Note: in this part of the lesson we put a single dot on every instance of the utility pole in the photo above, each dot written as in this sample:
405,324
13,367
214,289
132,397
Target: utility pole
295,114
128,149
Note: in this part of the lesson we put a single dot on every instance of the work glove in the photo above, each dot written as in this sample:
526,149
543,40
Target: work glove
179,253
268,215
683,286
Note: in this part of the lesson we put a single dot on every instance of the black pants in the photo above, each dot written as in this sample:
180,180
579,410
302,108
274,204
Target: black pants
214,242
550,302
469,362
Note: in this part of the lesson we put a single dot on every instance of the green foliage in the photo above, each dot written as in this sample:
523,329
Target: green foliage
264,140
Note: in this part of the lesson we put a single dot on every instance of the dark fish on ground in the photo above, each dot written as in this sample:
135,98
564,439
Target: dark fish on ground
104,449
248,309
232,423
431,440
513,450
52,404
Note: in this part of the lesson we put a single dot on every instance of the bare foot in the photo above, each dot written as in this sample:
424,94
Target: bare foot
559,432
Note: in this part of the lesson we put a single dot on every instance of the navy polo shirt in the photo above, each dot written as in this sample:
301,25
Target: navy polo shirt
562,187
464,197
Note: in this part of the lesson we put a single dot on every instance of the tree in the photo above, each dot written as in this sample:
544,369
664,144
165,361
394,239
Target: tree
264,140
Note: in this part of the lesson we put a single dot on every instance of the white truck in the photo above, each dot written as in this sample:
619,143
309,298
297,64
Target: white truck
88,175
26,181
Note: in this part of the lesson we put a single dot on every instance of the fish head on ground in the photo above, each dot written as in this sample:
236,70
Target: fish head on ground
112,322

****

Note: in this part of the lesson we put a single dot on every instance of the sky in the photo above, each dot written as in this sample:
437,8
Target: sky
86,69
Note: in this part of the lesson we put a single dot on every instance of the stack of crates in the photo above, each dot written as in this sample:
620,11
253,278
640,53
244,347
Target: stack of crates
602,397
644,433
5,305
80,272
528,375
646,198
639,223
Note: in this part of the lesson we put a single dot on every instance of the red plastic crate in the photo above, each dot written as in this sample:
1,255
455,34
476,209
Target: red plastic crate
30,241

****

WHAT TO WORK ON: Report each line in the items above that contains the word "foot", copying every such line in full.

SOLUTION BELOW:
Note: in this part of the lesson we put a single dot on every instance of the bare foot in the photo above, each dot written as in this sample:
Target: bare foot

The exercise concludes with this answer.